### JOB
Arrange every line of the records below into a Markdown table with the columns Row and Line Content, numbering each row and omitting blank lines. Exclude the pictures from the table.

---+---

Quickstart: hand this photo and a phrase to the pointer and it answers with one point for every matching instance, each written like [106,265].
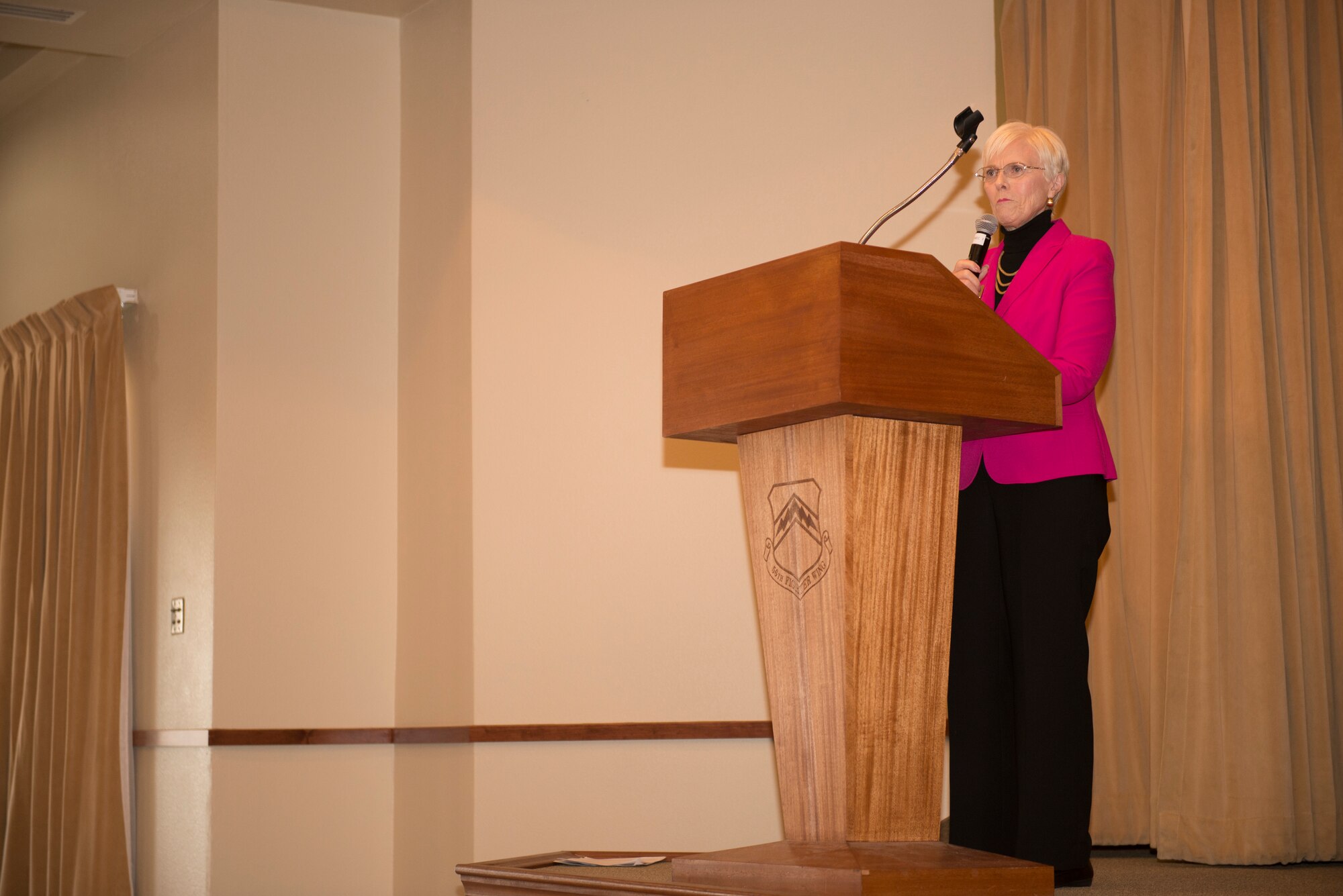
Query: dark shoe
[1074,877]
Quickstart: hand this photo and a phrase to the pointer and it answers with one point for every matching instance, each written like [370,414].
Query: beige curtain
[1207,141]
[62,597]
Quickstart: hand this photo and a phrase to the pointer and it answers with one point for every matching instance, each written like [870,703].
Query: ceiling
[34,52]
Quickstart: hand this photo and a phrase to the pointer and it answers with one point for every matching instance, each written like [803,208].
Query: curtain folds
[1205,148]
[64,529]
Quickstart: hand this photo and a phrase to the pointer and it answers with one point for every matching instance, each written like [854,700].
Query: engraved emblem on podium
[798,552]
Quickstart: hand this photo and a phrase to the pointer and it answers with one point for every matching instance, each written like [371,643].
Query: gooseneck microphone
[966,123]
[985,228]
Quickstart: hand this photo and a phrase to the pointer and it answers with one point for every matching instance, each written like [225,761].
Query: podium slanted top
[845,329]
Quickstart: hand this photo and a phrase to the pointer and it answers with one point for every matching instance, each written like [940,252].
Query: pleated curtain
[64,521]
[1207,142]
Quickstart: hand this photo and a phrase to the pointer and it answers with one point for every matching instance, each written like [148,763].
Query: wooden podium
[848,376]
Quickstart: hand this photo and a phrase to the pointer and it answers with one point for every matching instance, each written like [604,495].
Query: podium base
[863,870]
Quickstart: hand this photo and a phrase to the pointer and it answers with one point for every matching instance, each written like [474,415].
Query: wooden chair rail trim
[453,734]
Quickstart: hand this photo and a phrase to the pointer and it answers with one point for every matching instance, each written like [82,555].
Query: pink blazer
[1063,302]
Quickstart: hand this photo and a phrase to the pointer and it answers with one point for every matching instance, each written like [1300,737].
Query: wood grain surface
[856,652]
[863,868]
[455,734]
[769,870]
[845,329]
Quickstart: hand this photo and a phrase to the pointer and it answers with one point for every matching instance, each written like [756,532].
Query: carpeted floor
[1133,873]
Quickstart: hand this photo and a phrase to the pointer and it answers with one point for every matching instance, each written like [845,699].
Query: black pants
[1019,703]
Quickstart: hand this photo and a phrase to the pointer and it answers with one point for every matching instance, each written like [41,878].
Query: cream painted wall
[310,160]
[306,542]
[622,149]
[303,822]
[434,784]
[108,176]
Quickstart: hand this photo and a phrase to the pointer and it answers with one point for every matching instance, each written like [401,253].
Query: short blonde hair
[1054,154]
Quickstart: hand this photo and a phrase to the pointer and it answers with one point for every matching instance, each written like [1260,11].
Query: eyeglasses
[1013,170]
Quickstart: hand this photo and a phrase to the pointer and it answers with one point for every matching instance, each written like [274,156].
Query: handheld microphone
[985,228]
[966,123]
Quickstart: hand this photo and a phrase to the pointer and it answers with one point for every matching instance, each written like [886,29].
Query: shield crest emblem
[798,549]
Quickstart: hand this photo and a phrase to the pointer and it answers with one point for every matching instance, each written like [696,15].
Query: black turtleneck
[1017,244]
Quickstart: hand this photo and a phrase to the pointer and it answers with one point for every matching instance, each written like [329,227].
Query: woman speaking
[1033,522]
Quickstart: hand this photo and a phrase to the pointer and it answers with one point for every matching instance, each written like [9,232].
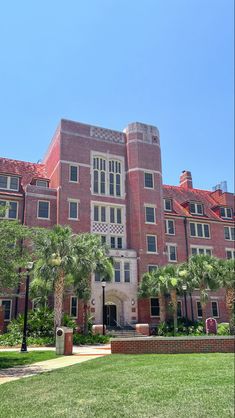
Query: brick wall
[172,345]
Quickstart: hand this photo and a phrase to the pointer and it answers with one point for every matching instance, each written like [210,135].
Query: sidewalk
[81,354]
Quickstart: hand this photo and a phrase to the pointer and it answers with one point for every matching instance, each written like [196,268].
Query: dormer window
[168,205]
[9,182]
[196,208]
[226,213]
[42,183]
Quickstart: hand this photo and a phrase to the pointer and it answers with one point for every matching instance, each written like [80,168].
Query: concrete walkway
[81,354]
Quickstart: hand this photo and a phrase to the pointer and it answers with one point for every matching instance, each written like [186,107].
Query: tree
[202,275]
[225,275]
[13,256]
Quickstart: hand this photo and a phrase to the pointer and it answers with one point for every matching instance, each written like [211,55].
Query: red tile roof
[180,195]
[27,171]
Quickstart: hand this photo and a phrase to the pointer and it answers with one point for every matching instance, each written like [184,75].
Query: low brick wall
[172,345]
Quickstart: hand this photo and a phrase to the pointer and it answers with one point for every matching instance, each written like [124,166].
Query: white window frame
[70,307]
[169,244]
[232,251]
[226,212]
[169,200]
[73,201]
[49,209]
[154,316]
[43,181]
[108,157]
[77,166]
[201,247]
[151,252]
[6,215]
[217,304]
[196,204]
[230,233]
[148,205]
[167,226]
[152,173]
[7,300]
[203,231]
[9,182]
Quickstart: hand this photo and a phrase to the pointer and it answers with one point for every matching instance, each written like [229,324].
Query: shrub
[223,329]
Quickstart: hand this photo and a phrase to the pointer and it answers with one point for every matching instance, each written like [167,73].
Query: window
[230,253]
[196,208]
[226,213]
[148,180]
[6,303]
[201,251]
[74,306]
[151,244]
[199,230]
[152,267]
[214,308]
[107,176]
[229,233]
[199,309]
[9,182]
[73,209]
[41,183]
[154,306]
[169,227]
[167,205]
[150,214]
[127,272]
[73,173]
[172,252]
[179,309]
[117,272]
[43,209]
[10,209]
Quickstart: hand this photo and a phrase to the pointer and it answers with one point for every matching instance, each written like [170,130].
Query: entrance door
[110,315]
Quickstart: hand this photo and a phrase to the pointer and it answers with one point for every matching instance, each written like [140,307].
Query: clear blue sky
[110,62]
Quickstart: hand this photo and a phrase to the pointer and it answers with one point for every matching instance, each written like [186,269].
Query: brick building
[110,183]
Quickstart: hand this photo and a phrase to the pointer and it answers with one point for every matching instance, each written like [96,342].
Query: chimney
[186,180]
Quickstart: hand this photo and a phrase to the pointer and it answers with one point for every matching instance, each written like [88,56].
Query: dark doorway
[110,314]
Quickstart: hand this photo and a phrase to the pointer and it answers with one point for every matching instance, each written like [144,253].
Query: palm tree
[56,260]
[225,275]
[202,275]
[152,285]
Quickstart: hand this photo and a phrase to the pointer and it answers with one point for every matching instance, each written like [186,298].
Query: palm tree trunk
[229,298]
[162,306]
[174,305]
[58,300]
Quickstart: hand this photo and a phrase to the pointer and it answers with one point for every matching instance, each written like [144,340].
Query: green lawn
[184,386]
[14,358]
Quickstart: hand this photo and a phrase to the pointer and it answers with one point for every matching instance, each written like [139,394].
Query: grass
[140,386]
[14,358]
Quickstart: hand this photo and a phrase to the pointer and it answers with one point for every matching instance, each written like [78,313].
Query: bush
[223,329]
[80,339]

---+---

### SOLUTION BELOW
| Row | Line Content |
|---|---|
| 1 | Quickstart: hand this photo and a phrase to the pointer and it answers with one point for every matching instance, each written like [106,265]. |
| 2 | Query: dark shoe |
| 3 | [1074,877] |
| 4 | Quickstart: hand this photo and a phrase to the pointer and it answers with one point for every matching instance, each written like [370,414]. |
| 5 | Query: beige curtain |
| 6 | [1207,141] |
| 7 | [62,597] |
| 8 | Quickstart: hand this photo and a phrase to the pointer and it answers with one point for every matching instance, each written like [870,703]. |
| 9 | Query: ceiling |
| 10 | [34,52] |
| 11 | Quickstart: hand this photo and a phrase to the pointer and it answers with one point for every matching instance, each written like [803,208]. |
| 12 | Query: curtain folds |
| 13 | [1205,148] |
| 14 | [64,529] |
| 15 | Quickstart: hand this photo and a phrase to the pointer and it answers with one point for every matching instance, each written like [854,700]. |
| 16 | Query: engraved emblem on podium |
| 17 | [798,552] |
| 18 | Quickstart: hand this photo and a phrase to the pointer and it answers with one point for every matching instance, each written like [371,643]. |
| 19 | Query: gooseneck microphone |
| 20 | [966,123] |
| 21 | [985,228] |
| 22 | Quickstart: hand this photo and a phrase to the pointer and it answers with one point for every matching instance, each written like [225,761]. |
| 23 | Query: podium slanted top |
| 24 | [845,329] |
| 25 | Quickstart: hand this photo and a phrase to the pointer and it answers with one point for every matching instance, each written like [940,252]. |
| 26 | Query: pleated curtain |
| 27 | [64,521] |
| 28 | [1207,142] |
| 29 | Quickstart: hand this photo and a phrase to the pointer and it answers with one point for every matching instance, each written like [148,763]. |
| 30 | Query: wooden podium |
| 31 | [848,376] |
| 32 | Quickstart: hand this photo and a phrase to the pointer and it answers with one point for every matching instance, each written like [604,495]. |
| 33 | Query: podium base |
| 34 | [863,870] |
| 35 | Quickstart: hand this photo and a phrase to the pointer and it answers with one point for every matching instance, each written like [474,415]. |
| 36 | Query: wooden chair rail trim |
| 37 | [453,734] |
| 38 | Quickstart: hand this photo and a phrase to the pointer and it answers with one point for every matching instance, each written like [82,555]. |
| 39 | Query: pink blazer |
| 40 | [1063,302] |
| 41 | Quickstart: hand this photo and a phrase to the pointer and it answers with one point for every matching instance, each written like [1300,737]. |
| 42 | Query: wood grain surface |
| 43 | [856,652] |
| 44 | [863,868] |
| 45 | [455,734] |
| 46 | [769,870] |
| 47 | [845,329] |
| 48 | Quickstart: hand this photo and a phrase to the pointer and it answers with one point for every matching instance, each written like [756,532]. |
| 49 | Query: carpeted floor |
| 50 | [1133,873] |
| 51 | Quickstart: hand this photo and a phrase to the pointer and it answers with one point for every matching instance, each written like [845,699]. |
| 52 | Query: black pants |
| 53 | [1019,703] |
| 54 | Quickstart: hand this photo and a phrase to the pointer and it answers with one point for every matching instance, each written like [41,878]. |
| 55 | Query: cream painted wall |
| 56 | [310,160] |
| 57 | [306,542] |
| 58 | [622,149] |
| 59 | [303,822] |
| 60 | [434,784] |
| 61 | [108,176] |
| 62 | Quickstart: hand this photo and a phrase to the pointer and it answers with one point for every matching instance, each written like [401,253]. |
| 63 | Query: short blonde hair |
| 64 | [1054,154] |
| 65 | Quickstart: hand this photo and a phrase to the pointer and it answers with one point for every matching instance, each written like [1260,11]. |
| 66 | Query: eyeglasses |
| 67 | [1013,170] |
| 68 | Quickstart: hand this photo and a phrase to the pointer and it answers with one point for every matching instance, each written like [274,156]. |
| 69 | Query: handheld microphone |
| 70 | [985,228] |
| 71 | [966,123] |
| 72 | Quickstart: hand this photo and a phrase to the pointer and it answers with one point for every matching instance, each written like [886,29]. |
| 73 | Query: shield crest emblem |
| 74 | [798,549] |
| 75 | Quickstart: hand this photo and a phrase to the pointer and it answers with one point for every matching instance, each written like [696,15]. |
| 76 | Query: black turtleneck |
| 77 | [1017,244] |
| 78 | Quickstart: hand this photo and a phrase to the pointer and it answers with one point for every matching instance, each written like [329,227]. |
| 79 | Query: woman speaking |
| 80 | [1033,522] |
| 81 | Quickstart: hand this photo and a phrase to the pointer and it answers with one point for every matching instance, each written like [9,232]. |
| 82 | Query: brick wall |
| 83 | [172,345] |
| 84 | Quickstart: hand this photo and a phrase to the pointer and it answers with one point for every matching instance, each written like [210,135]. |
| 85 | Query: sidewalk |
| 86 | [81,354] |
| 87 | Quickstart: hand this photo and a phrase to the pointer and it answers with one point for every matching instance, each written like [196,268]. |
| 88 | Query: dormer window |
| 89 | [168,205] |
| 90 | [9,182] |
| 91 | [196,208] |
| 92 | [226,213] |
| 93 | [42,183] |
| 94 | Quickstart: hand this photo and a phrase to the pointer and it answers with one point for every matching instance, each written like [80,168]. |
| 95 | Query: concrete walkway |
| 96 | [81,354] |
| 97 | Quickstart: hand this photo and a phrase to the pointer and it answers with one point for every matching instance, each written like [186,107]. |
| 98 | Query: tree |
| 99 | [202,275] |
| 100 | [225,275] |
| 101 | [13,256] |
| 102 | Quickstart: hand this photo and a phrase to the pointer and it answers with one point for every matching instance, each written like [211,55]. |
| 103 | Query: red tile roof |
| 104 | [180,195] |
| 105 | [27,171] |
| 106 | Quickstart: hand this photo and a phrase to the pointer and it answers with one point for every matching instance, each written like [184,75]. |
| 107 | Query: low brick wall |
| 108 | [172,345] |
| 109 | Quickstart: hand this photo and a phrase to the pointer and it answers with one point for every matching instance, each written like [124,166]. |
| 110 | Query: white window frame |
| 111 | [70,307] |
| 112 | [169,244] |
| 113 | [232,251] |
| 114 | [226,212] |
| 115 | [169,200] |
| 116 | [73,201] |
| 117 | [49,209] |
| 118 | [154,316] |
| 119 | [43,181] |
| 120 | [108,157] |
| 121 | [77,166] |
| 122 | [201,247] |
| 123 | [151,252] |
| 124 | [6,215] |
| 125 | [217,304] |
| 126 | [196,204] |
| 127 | [230,233] |
| 128 | [148,205] |
| 129 | [167,226] |
| 130 | [152,173] |
| 131 | [7,300] |
| 132 | [203,231] |
| 133 | [9,182] |
| 134 | Quickstart: hand this photo and a phrase to the pointer and it answers with one point for every matching instance, each written like [229,324]. |
| 135 | Query: shrub |
| 136 | [223,329] |
| 137 | Quickstart: hand this photo and a phrase to the pointer and it answers with one point for every matching instance, each written like [167,73]. |
| 138 | Query: window |
| 139 | [230,253] |
| 140 | [196,208] |
| 141 | [226,213] |
| 142 | [148,180] |
| 143 | [6,303] |
| 144 | [201,251] |
| 145 | [74,306] |
| 146 | [151,244] |
| 147 | [199,230] |
| 148 | [152,267] |
| 149 | [214,308] |
| 150 | [107,176] |
| 151 | [229,233] |
| 152 | [199,309] |
| 153 | [9,182] |
| 154 | [73,209] |
| 155 | [41,183] |
| 156 | [154,306] |
| 157 | [169,227] |
| 158 | [167,205] |
| 159 | [150,214] |
| 160 | [127,272] |
| 161 | [73,173] |
| 162 | [172,252] |
| 163 | [179,309] |
| 164 | [117,272] |
| 165 | [43,209] |
| 166 | [10,209] |
| 167 | Quickstart: hand this photo and a phrase to the pointer and it answers with one point for every matching instance, each written like [170,130]. |
| 168 | Query: entrance door |
| 169 | [110,315] |
| 170 | Quickstart: hand this photo and a phrase to the pointer and it answers with one point for every matching instance, each written like [140,307]. |
| 171 | Query: clear blue sky |
| 172 | [110,62] |
| 173 | Quickstart: hand this photo and a phrase to the pointer and it answers with one point for every matching instance, each written like [186,269]. |
| 174 | Query: brick building |
| 175 | [110,183] |
| 176 | Quickstart: hand this photo and a phrase to the pointer and it answers with one point for every matching instance, each written like [96,342]. |
| 177 | Query: chimney |
| 178 | [186,180] |
| 179 | Quickstart: hand this photo and a phrase to the pointer and it answers with one point for every matching instance, each written like [88,56]. |
| 180 | Query: dark doorway |
| 181 | [110,314] |
| 182 | Quickstart: hand this photo and a phrase to the pointer and it answers with one point for every matching instance, each written like [144,253]. |
| 183 | Query: palm tree |
| 184 | [56,260] |
| 185 | [225,275] |
| 186 | [202,275] |
| 187 | [152,285] |
| 188 | Quickstart: hand this photo and a phrase to the pointer and it answers with one point for every matching instance, each written like [186,298]. |
| 189 | Query: palm tree trunk |
| 190 | [229,298] |
| 191 | [162,306] |
| 192 | [174,305] |
| 193 | [58,300] |
| 194 | Quickstart: hand this photo and a phrase to the pointer and it answers with one point for every matching instance, each written like [144,340]. |
| 195 | Query: green lawn |
| 196 | [184,386] |
| 197 | [14,358] |
| 198 | Quickstart: hand this photo and a phrase to the pointer and it answers with one point for every matching instance, each written like [139,394]. |
| 199 | Query: grass |
| 200 | [140,386] |
| 201 | [14,358] |
| 202 | Quickstart: hand this photo and a phrase to the pointer and it answers with one point for every matching instance, each written like [78,313]. |
| 203 | Query: bush |
| 204 | [223,329] |
| 205 | [80,339] |